▸ What to do: Show every line of the listing below that contains the word "pants", copying each one in full; case counts.

_ _ _ _

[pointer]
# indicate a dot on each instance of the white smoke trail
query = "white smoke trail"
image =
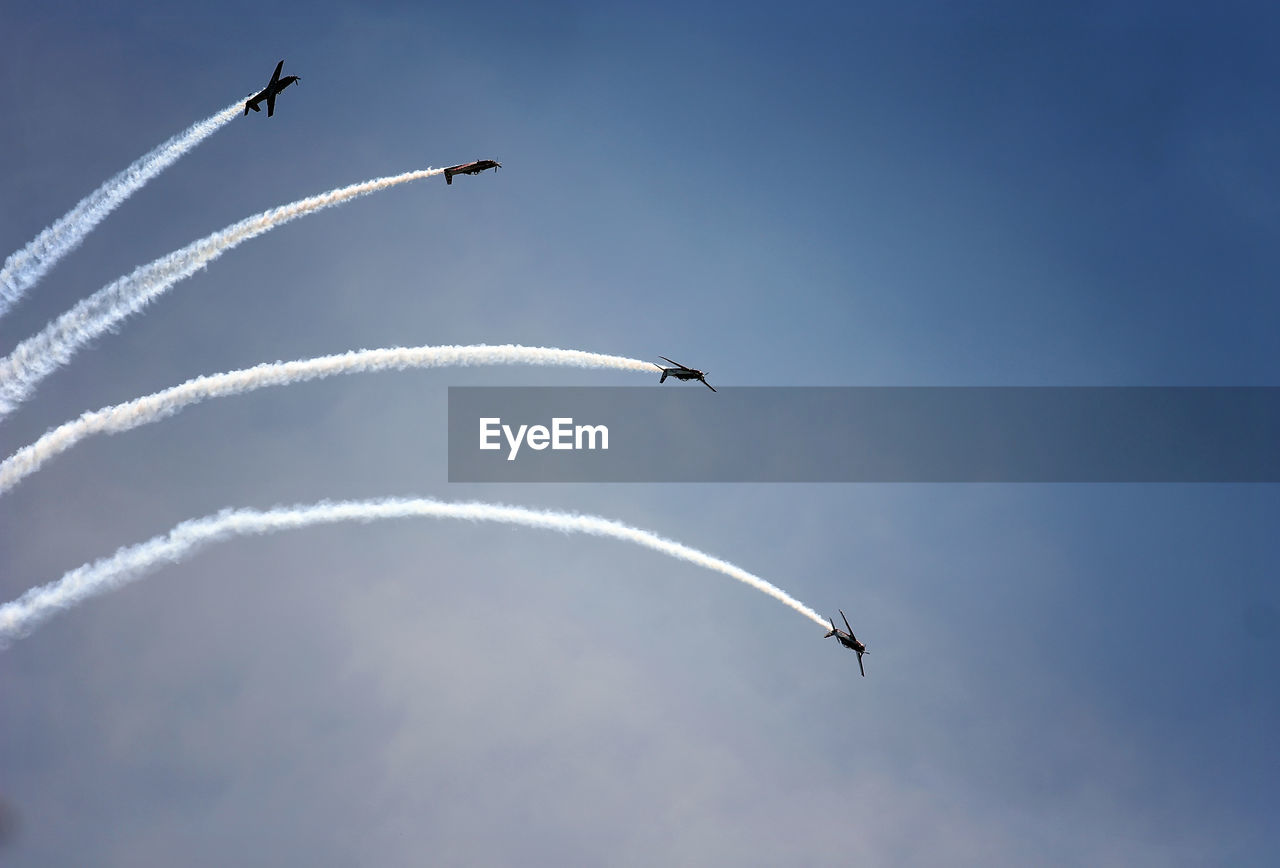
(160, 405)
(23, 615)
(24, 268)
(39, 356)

_ _ _ _

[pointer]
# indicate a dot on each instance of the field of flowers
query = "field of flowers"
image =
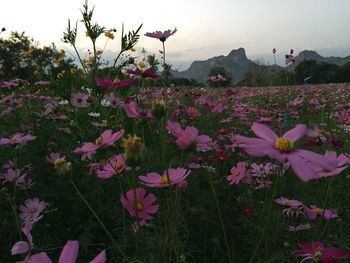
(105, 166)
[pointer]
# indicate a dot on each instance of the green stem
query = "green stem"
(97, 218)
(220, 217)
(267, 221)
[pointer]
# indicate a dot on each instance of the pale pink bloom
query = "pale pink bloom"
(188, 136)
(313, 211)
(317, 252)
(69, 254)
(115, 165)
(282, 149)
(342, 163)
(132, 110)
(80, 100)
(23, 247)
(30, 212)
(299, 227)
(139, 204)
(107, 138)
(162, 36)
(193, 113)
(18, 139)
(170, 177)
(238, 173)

_ _ _ _

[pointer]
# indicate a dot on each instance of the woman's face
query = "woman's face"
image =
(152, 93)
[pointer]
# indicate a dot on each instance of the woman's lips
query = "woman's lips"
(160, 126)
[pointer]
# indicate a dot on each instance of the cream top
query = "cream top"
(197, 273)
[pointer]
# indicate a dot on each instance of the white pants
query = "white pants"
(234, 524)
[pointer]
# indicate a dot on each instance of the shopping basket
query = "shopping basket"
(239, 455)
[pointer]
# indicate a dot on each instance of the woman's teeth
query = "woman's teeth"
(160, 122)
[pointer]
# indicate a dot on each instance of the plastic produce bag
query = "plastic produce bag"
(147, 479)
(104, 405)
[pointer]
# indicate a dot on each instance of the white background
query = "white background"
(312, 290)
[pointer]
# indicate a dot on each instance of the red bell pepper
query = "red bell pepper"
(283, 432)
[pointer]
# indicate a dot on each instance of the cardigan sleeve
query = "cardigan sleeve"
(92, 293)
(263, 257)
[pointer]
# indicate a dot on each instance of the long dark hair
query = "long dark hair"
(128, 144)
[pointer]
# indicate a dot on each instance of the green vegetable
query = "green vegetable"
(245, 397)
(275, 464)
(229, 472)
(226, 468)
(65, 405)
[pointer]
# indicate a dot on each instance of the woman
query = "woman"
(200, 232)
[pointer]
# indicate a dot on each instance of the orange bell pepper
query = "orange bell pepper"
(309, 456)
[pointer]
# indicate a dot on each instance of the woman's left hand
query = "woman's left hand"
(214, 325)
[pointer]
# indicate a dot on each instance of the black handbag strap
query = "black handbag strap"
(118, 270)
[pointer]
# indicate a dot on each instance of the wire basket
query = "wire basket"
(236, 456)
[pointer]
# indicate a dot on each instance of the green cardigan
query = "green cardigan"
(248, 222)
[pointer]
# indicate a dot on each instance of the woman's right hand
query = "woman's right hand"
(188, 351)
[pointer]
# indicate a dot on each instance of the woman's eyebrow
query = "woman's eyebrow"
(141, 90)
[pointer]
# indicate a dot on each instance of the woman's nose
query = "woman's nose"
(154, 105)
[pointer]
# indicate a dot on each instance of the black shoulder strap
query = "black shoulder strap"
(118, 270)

_ _ _ _

▸ Written solution:
# indicate a dot on each instance of the white pants
query = "white pants"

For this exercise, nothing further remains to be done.